# Cosa si chiede:
Per favore, sostituisci "cistite interstiziale" con "sindrome della vescica dolorosa" nel passo del testo su vescica e intestino che inizia con le parole contenenti "Addirittura, fino al" e termina con "vescica o dall’intestino.", poi riscrivi quel passo.

Addirittura, fino al 30-50% delle pazienti con diagnosi di sindrome del colon irritabile mostra anche i sintomi della cistite interstiziale mentre, al contrario, fino al 40% delle pazienti con diagnosi di cistite interstiziale mostra anche sintomi che soddisfano i criteri per la sindrome del colon irritabile.
L’ipotesi scaturita da queste osservazioni è che la sensibilizzazione crociata tra vescica e colon sia dovuta a un’alterata permeabilità in uno dei due organi, ma non è ancora stato verificato se il tutto abbia inizio dalla vescica o dall’intestino.
Esperimenti su modelli murini hanno dimostrato che l’irritazione del colon è in grado di produrre minzione irregolare e un aumento dell’attività dello sfintere uretrale nei ratti.
Inoltre, ci sono prove che l’infiammazione del colon possa indurre anomalie nella contrattilità del muscolo detrusore della vescica. Al contrario, l’irritazione della vescica determina una maggiore sensibilità del colon.
È stato anche osservato che l’induzione della permeabilità nella vescica induce una maggiore permeabilità nel colon e, d’altra parte, l’infiammazione del colon induce, allo stesso modo, permeabilità nella vescica.
Tutti questi dati suggeriscono, quindi, che la permeabilità alterata abbia un ruolo chiave nel cross-talk degli organi viscerali.
Ruolo della barriera intestinale
Sulla base di questa logica, il gruppo di ricerca italiano ha ipotizzato la possibilità di una colonizzazione anterograda della vescica nella cistite ricorrente, che avverrebbe per trasmigrazione di batteri o frammenti batterici dall’intestino, in particolare in presenza di elevata permeabilità, come dimostrato nei modelli murini.
Pertanto, i ricercatori hanno valutato la possibile relazione tra una alterata funzione della barriera intestinale e la cistite ricorrente, attraverso lo studio della prevalenza di aumento della permeabilità intestinale e di disbiosi, in una coorte di pazienti di sesso femminile con cistite ricorrente, rispetto alle donne sane.
Al contrario, per esplorare il possibile cross-talk tra intestino e vie urinarie è stata anche valutata la prevalenza di cistite ricorrente in una coorte di pazienti con disordini gastrointestinali cronici.
I risultati dello studio italiano
Nello studio, le pazienti con cistite ricorrente hanno mostrato una maggiore prevalenza di sintomi gastrointestinali (dispepsia, dolore addominale, gonfiore, flatulenza, diarrea o costipazione) rispetto ai controlli sani.
Tra queste, l’88% ha mostrato un aumento della permeabilità intestinale, con ridotta biodiversità del microbiota intestinale rispetto ai controlli sani e il 68% aveva già una diagnosi di malattia gastrointestinale.

# Estratti dei dati:
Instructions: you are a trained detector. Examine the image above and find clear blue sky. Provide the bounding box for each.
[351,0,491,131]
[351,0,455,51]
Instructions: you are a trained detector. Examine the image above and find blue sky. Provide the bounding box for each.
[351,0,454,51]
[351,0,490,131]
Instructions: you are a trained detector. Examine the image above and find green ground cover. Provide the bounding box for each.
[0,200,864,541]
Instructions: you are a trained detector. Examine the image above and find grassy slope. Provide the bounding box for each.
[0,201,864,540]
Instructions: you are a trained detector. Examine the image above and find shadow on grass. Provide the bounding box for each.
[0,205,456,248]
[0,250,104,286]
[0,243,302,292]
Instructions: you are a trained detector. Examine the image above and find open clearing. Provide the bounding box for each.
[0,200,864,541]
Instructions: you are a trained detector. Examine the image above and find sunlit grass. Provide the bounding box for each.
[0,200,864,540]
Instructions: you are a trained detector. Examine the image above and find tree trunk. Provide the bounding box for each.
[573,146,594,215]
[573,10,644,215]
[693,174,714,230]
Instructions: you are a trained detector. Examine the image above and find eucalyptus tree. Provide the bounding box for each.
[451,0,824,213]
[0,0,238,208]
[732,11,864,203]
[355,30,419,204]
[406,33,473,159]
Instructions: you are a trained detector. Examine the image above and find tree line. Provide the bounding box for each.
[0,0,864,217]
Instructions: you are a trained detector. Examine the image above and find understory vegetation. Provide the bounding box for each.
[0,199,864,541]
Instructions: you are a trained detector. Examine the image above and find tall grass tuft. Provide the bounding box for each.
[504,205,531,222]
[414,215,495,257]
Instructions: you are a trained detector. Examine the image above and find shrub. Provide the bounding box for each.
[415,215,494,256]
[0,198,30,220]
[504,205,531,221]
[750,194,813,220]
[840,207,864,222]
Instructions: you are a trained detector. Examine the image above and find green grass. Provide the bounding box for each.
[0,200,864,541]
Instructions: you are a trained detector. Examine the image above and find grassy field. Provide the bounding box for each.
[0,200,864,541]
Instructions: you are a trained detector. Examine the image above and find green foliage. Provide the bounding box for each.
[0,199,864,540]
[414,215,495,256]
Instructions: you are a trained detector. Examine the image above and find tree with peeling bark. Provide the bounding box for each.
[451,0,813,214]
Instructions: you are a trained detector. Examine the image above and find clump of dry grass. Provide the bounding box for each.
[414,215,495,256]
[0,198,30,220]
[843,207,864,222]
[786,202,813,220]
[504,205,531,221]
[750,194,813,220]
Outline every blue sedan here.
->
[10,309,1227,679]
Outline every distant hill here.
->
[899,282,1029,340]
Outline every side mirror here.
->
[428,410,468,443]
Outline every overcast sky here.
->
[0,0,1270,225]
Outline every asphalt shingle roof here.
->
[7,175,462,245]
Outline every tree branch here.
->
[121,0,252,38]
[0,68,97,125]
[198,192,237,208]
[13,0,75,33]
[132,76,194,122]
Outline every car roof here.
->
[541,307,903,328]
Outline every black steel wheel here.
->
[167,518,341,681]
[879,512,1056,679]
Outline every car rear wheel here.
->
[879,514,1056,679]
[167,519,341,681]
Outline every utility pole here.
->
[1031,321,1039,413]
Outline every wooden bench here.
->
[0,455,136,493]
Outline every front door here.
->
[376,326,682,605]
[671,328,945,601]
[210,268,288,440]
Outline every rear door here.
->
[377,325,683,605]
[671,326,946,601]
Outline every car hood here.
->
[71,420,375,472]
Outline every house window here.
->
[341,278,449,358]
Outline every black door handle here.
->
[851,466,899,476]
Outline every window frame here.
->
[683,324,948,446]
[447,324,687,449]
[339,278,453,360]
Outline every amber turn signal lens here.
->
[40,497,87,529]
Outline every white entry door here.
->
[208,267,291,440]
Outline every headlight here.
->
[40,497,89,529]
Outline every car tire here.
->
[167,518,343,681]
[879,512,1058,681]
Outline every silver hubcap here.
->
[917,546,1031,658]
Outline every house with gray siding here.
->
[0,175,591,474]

# La risposta:
Addirittura, fino al 30-50% delle pazienti con diagnosi di sindrome del colon irritabile mostra anche i sintomi della sindrome della vescica dolorosa mentre, al contrario, fino al 40% delle pazienti con diagnosi di sindrome della vescica dolorosa mostra anche sintomi che soddisfano i criteri per la sindrome del colon irritabile.
L’ipotesi scaturita da queste osservazioni è che la sensibilizzazione crociata tra vescica e colon sia dovuta a un’alterata permeabilità in uno dei due organi, ma non è ancora stato verificato se il tutto abbia inizio dalla vescica o dall’intestino.